Work required: Only the closing stretch of the material belongs in the answer: the line containing "query | wispy cloud" and every line after it, copied exactly.

Information shown:
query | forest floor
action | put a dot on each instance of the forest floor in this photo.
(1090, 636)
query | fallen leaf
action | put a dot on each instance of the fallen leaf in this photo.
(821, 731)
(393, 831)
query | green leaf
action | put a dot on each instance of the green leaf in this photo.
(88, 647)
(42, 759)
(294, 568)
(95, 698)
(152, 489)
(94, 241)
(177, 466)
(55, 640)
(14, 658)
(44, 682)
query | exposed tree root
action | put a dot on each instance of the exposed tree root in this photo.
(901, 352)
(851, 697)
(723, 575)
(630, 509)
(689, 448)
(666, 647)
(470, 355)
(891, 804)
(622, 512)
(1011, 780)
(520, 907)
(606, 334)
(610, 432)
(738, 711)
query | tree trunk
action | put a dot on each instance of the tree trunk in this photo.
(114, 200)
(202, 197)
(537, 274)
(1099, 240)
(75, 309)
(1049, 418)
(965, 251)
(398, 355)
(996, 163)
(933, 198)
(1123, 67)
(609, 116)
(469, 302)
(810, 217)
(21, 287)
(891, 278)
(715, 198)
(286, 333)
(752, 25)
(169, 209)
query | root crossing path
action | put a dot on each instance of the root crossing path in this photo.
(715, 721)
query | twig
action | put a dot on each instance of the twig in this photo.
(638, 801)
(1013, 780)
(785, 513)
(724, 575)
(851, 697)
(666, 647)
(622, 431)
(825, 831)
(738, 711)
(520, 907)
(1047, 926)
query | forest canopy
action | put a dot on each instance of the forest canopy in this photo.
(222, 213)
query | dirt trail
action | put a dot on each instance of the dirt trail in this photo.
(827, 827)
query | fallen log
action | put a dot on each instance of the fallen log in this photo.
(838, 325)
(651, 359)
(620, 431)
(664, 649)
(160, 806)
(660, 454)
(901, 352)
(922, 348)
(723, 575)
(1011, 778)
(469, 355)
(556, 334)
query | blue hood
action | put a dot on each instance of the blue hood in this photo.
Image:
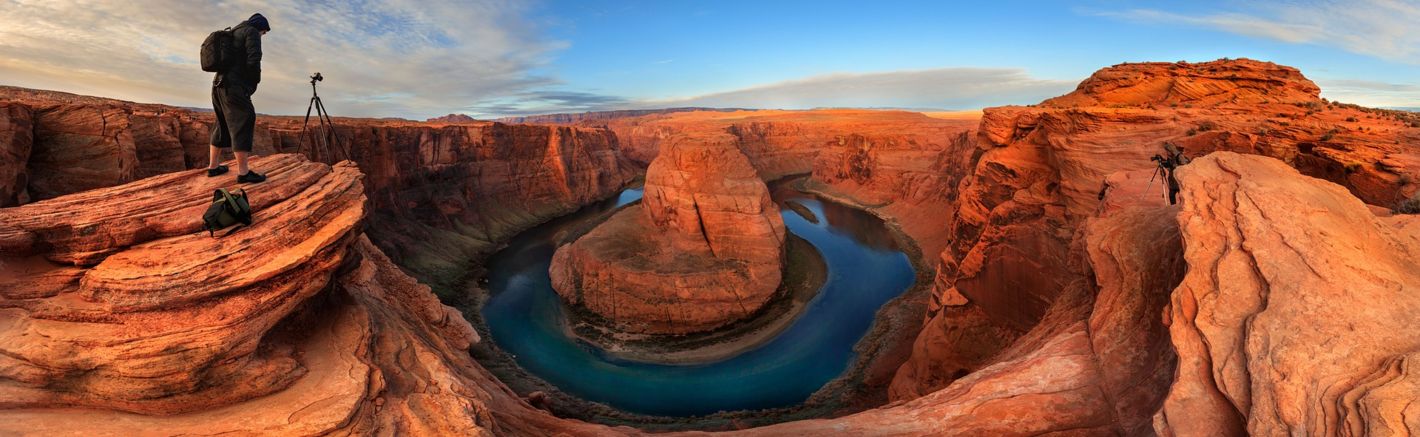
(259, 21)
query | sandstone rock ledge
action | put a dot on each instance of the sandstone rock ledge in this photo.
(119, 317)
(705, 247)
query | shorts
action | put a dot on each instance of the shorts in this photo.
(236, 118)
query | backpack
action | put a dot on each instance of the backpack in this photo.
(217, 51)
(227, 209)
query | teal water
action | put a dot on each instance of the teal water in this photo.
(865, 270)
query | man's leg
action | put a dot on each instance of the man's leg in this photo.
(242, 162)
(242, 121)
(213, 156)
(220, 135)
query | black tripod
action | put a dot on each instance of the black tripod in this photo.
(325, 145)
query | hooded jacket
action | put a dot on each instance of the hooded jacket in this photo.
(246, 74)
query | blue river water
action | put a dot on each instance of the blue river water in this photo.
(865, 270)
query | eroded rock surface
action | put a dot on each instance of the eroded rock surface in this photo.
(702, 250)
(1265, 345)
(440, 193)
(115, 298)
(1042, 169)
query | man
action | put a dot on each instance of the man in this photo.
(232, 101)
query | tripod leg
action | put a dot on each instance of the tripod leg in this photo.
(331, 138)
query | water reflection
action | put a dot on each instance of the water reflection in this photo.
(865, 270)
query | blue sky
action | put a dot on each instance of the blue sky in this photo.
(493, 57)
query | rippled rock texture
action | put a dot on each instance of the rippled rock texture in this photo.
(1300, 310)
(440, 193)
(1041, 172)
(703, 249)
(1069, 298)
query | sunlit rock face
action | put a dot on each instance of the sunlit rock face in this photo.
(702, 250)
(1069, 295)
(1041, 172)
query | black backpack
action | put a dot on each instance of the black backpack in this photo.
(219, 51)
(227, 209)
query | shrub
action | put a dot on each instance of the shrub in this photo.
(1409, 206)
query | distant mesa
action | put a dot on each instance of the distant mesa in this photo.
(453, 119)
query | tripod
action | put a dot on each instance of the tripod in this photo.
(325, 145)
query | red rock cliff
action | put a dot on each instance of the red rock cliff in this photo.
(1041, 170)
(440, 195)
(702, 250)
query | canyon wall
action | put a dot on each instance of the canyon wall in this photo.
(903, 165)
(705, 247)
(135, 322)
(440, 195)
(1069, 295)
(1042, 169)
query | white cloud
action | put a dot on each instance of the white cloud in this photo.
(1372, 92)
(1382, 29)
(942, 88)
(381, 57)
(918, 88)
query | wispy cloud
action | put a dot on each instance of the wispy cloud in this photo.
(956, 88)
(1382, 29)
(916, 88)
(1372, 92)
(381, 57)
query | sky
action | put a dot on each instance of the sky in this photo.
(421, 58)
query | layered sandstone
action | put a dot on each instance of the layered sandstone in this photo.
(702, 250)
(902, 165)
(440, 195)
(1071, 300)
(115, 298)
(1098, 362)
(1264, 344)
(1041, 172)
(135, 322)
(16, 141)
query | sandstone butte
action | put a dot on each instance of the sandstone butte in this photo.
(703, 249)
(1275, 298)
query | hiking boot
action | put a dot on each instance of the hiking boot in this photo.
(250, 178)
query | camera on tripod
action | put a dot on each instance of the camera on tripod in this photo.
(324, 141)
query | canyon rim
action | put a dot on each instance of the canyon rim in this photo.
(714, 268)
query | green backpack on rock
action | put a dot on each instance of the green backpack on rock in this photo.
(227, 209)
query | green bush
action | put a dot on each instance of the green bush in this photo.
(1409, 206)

Expected answer:
query | wispy cloud
action | put a dot on each instance of the wispy cloud in this photo.
(956, 88)
(1382, 29)
(916, 88)
(1372, 92)
(381, 57)
query | sky
action | put a dot on each instance of the sky in this photo.
(421, 58)
query | layered sandstone
action | put a dot on each instance of the layered sandstone in this photo.
(702, 250)
(902, 165)
(440, 195)
(1071, 300)
(115, 298)
(1098, 362)
(1264, 344)
(1041, 172)
(135, 322)
(16, 141)
query | sandstone butte
action | put a dot on each instance of the sandstone butte in this photo.
(703, 249)
(1275, 298)
query | hiking boot
action | put a dot on each instance of the hiking boot in this photo.
(250, 178)
query | camera on tripod
action | put a dot on each instance of the camera on tripod in this photo.
(324, 141)
query | canyon rim
action | put a dot on each instance of the canyon rim in this photo.
(714, 268)
query | green backpack on rock
action | put a dot on each instance of the green backpack on rock in this photo.
(227, 209)
query | green bush
action | put a dot on each instance of the green bush in this photo.
(1409, 206)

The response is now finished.